■ Text under study

★ ★ ★ ★ ★ ★ ★

Comm Eye Health Vol. 28 No. 91 2015 pp 45. Published online 08 January 2016.

Implementing and applying the Ocular Trauma Score: the challenges

Desirée C Murray

Lecturer in Ophthalmology: The University of the West Indies, St Augustine, Trinidad & Tobago, West Indies

Related content
A copy of ocular trauma score was prominently displayed. WEST INDIES. Desirée C Murray
A copy of ocular trauma score was prominently displayed. WEST INDIES. Desirée C Murray

Ocular trauma is a significant cause of unilateral blindness in the Caribbean in both adults and children.1,2,3 In Trinidad and Tobago, blunt ocular injury will typically account for around a third of all referrals from the Accident and Emergency department to the ophthalmology unit.4

The Ocular Trauma Score (OTS) aims to estimate a patient’s visual acuity six months after an eye injury. A higher OTS score indicates a better visual prognosis. The OTS was introduced at the Eric Williams Medical Sciences Complex, the main teaching hospital of the University of the West Indies, in 2012. The elements used to calculate the OTS (visual acuity, rupture, endophthalmitis, perforating injury, retinal detachment, relative afferent pupillary defect [RAPD]), were already routinely recorded during initial assessment of ocular trauma patients at the unit. It was expected that this would make the OTS easy to implement.

The OTS was first discussed during a postgraduate teaching session on ocular trauma. It was decided that the first on-call officer would calculate the score following initial assessment in the doctors’ on-call examination room. A copy of the OTS was prominently displayed on the desk used for writing the notes, serving as a reminder to use it. It was decided that the score would be part of the presentation to the consultant on call and would be used to inform management decisions and discussion with the patients and their families.

★ ★ ★ ★ ★ ★ ★

■ Exercise 1
In the article on the Ocular Trauma Score, in what year was the OTS introduced at the Eric Williams Medical Sciences Complex?
■ Exercise 2
In the article on the Ocular Trauma Score, rewrite the stretch from "The OTS was first" through "and their families.", changing "desk" to "table".
■ Exercise 3
How would you translate this sentence from the Ocular Trauma Score article into Spanish: "A higher OTS score indicates a better visual prognosis."?

★ ★ ★ ★ ★ ★ ★

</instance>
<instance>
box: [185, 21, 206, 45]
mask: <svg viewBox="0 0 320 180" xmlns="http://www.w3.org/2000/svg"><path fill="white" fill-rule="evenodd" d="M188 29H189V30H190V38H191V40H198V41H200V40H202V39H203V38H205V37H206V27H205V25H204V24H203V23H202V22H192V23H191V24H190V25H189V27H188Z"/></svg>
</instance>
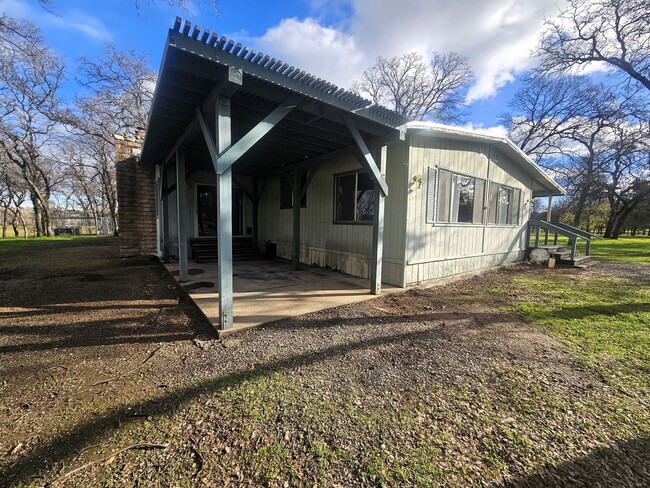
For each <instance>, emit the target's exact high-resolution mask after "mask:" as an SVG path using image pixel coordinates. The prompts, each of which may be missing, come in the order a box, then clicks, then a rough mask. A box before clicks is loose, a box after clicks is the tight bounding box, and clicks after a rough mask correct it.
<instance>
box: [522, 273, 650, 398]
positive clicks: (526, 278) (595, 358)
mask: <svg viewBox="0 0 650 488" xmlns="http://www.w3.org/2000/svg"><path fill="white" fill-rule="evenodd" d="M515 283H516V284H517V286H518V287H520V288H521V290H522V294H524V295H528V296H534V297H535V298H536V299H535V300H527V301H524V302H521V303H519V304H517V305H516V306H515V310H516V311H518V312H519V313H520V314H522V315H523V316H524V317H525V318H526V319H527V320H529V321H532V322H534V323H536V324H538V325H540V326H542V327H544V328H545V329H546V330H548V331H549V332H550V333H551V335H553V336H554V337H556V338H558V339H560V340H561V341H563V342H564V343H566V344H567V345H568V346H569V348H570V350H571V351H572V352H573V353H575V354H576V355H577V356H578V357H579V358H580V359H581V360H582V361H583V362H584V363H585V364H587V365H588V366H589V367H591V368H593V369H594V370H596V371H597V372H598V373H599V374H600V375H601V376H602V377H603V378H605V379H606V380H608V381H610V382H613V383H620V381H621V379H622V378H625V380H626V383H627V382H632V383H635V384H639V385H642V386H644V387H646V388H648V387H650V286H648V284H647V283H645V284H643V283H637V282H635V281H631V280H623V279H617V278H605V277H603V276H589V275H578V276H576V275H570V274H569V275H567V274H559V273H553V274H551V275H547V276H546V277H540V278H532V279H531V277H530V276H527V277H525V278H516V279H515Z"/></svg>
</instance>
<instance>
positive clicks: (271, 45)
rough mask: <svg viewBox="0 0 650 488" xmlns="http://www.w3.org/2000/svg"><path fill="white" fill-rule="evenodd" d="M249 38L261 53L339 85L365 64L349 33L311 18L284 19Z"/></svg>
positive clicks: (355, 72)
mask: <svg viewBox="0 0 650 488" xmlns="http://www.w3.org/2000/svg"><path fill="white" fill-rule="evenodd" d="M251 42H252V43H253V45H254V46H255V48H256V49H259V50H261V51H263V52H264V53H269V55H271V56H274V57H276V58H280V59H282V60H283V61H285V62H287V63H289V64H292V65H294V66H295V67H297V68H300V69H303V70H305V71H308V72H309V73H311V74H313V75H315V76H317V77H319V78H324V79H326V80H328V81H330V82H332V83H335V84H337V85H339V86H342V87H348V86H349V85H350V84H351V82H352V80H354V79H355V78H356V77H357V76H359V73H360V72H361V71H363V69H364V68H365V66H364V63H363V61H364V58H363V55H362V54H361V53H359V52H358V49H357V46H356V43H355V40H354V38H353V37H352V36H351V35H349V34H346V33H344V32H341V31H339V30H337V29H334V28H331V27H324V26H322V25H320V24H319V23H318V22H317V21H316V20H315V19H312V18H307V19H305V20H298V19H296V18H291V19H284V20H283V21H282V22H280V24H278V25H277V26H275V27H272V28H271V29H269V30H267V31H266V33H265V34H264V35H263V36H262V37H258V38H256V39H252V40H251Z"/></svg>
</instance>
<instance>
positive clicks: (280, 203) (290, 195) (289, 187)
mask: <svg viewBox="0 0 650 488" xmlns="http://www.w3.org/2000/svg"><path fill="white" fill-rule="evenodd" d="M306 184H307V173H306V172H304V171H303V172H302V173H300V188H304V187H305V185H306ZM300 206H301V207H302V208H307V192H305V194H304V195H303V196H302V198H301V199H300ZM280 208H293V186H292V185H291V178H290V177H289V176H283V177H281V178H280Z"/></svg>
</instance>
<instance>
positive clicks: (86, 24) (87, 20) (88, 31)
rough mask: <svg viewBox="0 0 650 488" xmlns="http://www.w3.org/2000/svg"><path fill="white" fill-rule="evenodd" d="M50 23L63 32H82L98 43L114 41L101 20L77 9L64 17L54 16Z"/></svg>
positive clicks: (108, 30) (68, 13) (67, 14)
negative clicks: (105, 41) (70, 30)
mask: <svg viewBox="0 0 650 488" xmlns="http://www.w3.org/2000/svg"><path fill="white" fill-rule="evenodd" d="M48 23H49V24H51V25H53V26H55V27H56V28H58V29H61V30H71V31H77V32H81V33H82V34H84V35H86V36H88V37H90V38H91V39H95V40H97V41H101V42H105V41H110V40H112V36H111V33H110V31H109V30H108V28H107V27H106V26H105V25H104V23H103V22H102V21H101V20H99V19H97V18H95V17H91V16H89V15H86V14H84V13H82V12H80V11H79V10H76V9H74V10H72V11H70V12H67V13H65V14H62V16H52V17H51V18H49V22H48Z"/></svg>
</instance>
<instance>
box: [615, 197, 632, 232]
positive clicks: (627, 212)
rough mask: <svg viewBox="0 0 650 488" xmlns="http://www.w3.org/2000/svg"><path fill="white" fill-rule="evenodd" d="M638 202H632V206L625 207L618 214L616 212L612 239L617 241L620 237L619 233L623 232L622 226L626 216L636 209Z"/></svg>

★ ★ ★ ★ ★ ★ ★

■ Task response 1
2012

■ Task response 2
The OTS was first discussed during a postgraduate teaching session on ocular trauma. It was decided that the first on-call officer would calculate the score following initial assessment in the doctors’ on-call examination room. A copy of the OTS was prominently displayed on the table used for writing the notes, serving as a reminder to use it. It was decided that the score would be part of the presentation to the consultant on call and would be used to inform management decisions and discussion with the patients and their families.

■ Task response 3
Una puntuación OTS más alta indica un mejor pronóstico visual.